Position identification records:
::::::::

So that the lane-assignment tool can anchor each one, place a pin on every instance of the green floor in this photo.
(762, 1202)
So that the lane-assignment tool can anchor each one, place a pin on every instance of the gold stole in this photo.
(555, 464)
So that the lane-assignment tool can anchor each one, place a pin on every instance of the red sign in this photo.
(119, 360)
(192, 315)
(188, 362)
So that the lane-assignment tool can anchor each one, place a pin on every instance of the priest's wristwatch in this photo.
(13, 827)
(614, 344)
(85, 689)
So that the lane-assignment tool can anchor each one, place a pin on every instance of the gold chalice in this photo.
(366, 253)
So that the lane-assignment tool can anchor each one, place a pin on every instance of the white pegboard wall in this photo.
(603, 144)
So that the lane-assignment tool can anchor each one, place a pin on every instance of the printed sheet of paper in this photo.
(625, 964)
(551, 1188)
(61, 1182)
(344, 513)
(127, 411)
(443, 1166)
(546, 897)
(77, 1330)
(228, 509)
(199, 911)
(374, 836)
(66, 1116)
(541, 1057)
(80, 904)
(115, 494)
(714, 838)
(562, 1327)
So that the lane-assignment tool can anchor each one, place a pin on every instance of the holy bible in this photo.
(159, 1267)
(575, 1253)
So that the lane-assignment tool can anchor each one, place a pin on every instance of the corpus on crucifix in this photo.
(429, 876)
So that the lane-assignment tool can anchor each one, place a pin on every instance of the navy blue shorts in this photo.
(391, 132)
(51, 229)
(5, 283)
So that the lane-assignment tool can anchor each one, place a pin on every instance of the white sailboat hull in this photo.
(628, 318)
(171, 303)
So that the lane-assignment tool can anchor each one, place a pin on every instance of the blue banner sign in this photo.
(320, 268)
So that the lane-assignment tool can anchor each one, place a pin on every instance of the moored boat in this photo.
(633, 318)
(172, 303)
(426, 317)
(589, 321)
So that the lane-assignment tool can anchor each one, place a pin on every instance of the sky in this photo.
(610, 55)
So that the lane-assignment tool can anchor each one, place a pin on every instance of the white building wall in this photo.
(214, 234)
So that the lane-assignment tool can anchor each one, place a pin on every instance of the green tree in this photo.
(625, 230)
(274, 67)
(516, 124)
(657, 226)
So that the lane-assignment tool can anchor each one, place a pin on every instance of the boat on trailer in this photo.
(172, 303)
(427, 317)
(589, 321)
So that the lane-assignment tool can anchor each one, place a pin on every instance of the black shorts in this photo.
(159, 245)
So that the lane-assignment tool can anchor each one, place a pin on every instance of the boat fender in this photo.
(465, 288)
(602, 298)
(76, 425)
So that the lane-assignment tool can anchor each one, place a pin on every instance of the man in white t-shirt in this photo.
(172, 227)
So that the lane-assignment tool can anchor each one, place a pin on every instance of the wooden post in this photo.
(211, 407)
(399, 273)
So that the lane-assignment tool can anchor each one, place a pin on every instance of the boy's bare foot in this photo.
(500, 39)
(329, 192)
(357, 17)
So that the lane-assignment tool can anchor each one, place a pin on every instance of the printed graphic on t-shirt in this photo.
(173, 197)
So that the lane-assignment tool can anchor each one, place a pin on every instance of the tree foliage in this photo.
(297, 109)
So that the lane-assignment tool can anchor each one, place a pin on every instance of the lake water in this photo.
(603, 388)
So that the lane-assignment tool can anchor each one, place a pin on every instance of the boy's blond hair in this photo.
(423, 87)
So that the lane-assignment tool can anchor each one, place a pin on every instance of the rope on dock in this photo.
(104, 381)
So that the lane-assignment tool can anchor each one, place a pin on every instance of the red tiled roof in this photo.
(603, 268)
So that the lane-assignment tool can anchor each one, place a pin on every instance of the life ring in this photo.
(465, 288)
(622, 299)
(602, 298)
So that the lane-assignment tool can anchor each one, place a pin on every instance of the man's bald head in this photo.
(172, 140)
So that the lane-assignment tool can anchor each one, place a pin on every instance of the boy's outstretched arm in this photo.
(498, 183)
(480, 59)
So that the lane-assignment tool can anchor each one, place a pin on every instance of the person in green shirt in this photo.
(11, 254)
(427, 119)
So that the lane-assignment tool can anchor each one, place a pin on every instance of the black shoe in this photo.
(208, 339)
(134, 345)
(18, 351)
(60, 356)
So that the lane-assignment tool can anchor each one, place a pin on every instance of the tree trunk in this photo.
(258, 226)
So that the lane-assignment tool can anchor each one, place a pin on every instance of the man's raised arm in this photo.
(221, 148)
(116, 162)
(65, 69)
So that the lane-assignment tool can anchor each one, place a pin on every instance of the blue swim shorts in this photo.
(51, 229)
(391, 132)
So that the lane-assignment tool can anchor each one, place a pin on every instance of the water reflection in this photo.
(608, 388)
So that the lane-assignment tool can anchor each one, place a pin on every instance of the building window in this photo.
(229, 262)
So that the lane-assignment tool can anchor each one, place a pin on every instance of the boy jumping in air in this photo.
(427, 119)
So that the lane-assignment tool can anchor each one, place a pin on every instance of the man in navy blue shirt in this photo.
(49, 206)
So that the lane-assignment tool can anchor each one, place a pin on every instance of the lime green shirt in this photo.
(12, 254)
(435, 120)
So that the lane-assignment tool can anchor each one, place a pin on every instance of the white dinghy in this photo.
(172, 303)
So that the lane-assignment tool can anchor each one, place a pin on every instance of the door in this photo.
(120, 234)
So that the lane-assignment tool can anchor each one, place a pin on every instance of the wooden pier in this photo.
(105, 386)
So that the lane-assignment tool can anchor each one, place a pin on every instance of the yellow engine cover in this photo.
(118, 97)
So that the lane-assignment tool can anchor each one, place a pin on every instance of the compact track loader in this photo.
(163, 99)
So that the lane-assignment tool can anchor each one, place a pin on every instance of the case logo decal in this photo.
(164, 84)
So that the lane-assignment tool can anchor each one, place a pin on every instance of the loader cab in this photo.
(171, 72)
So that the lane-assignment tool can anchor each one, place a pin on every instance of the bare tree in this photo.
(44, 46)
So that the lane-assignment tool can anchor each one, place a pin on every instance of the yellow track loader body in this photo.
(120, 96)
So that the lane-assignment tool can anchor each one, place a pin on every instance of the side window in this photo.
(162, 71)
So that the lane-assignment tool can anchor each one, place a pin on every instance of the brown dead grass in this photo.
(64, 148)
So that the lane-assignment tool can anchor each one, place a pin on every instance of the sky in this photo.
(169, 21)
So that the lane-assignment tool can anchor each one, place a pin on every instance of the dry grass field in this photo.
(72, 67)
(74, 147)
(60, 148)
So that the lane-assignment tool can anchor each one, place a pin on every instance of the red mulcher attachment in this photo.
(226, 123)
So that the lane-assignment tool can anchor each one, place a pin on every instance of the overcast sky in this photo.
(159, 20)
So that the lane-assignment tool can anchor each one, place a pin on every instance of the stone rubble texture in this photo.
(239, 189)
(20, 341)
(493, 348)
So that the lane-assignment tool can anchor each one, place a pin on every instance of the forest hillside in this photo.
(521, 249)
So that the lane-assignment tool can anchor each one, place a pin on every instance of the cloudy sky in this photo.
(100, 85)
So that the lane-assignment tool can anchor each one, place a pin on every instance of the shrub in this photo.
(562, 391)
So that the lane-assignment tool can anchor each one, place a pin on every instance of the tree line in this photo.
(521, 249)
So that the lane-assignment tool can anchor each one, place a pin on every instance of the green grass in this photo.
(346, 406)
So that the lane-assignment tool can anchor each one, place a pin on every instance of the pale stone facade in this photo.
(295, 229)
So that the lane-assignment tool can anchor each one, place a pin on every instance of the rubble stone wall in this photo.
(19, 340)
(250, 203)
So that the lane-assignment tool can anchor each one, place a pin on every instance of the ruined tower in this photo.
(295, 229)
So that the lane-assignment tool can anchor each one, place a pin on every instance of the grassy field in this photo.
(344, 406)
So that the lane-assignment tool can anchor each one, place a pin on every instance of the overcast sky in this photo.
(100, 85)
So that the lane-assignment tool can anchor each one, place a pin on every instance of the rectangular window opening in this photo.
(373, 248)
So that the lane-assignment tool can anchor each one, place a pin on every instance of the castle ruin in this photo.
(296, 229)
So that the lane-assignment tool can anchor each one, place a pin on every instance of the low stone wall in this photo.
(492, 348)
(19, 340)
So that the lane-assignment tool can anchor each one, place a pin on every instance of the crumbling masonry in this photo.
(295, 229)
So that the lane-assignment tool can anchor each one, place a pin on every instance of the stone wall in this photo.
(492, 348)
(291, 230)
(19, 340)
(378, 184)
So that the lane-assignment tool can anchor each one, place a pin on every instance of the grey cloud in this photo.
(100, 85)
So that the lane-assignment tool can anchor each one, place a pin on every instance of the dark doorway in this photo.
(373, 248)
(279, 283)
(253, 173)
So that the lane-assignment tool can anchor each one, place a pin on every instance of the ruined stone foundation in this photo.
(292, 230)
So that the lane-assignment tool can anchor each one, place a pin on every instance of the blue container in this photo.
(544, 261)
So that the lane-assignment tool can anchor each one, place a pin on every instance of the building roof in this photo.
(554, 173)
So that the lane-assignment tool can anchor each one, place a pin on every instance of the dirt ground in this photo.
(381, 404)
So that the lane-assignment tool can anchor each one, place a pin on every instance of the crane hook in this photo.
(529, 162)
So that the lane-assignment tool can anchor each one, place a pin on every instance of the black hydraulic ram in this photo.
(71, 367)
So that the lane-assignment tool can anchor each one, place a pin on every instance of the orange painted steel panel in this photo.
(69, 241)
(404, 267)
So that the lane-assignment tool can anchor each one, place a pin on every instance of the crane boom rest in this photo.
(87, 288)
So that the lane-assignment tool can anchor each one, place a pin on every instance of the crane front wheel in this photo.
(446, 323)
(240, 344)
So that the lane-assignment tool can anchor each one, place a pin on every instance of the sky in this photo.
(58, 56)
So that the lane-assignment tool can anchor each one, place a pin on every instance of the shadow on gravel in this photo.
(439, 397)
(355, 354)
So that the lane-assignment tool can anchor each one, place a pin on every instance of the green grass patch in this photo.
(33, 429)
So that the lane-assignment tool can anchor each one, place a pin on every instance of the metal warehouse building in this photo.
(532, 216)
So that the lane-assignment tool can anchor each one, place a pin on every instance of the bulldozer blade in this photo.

::::::::

JOB: Lay out the lines running from the one containing "wristwatch in this photo." through the one containing "(575, 1253)" as a numbered list, with blank lines omitted. Include only those lines.

SOLUTION TO THE PROBLEM:
1. So that the lane-assignment tool can anchor each one, place a pin on every instance of the priest's wristwatch in this photo.
2. (13, 827)
3. (614, 344)
4. (85, 689)
5. So that the lane-assignment tool can anchor each one, place a pin on every instance of the gold chalice in this photo.
6. (366, 253)
7. So that the lane-assignment tool can anchor each one, place a pin on every instance of the white pegboard wall in this photo.
8. (603, 144)
9. So that the lane-assignment tool can anchor each one, place a pin on every instance of the printed sheet of paper in this photo.
10. (625, 964)
11. (551, 1188)
12. (61, 1182)
13. (344, 513)
14. (127, 411)
15. (443, 1166)
16. (546, 897)
17. (77, 1330)
18. (228, 509)
19. (199, 911)
20. (374, 836)
21. (66, 1116)
22. (541, 1057)
23. (80, 904)
24. (115, 494)
25. (714, 838)
26. (562, 1327)
27. So that the lane-assignment tool can anchor each one, place a pin on every instance of the holy bible in this photo.
28. (159, 1267)
29. (575, 1253)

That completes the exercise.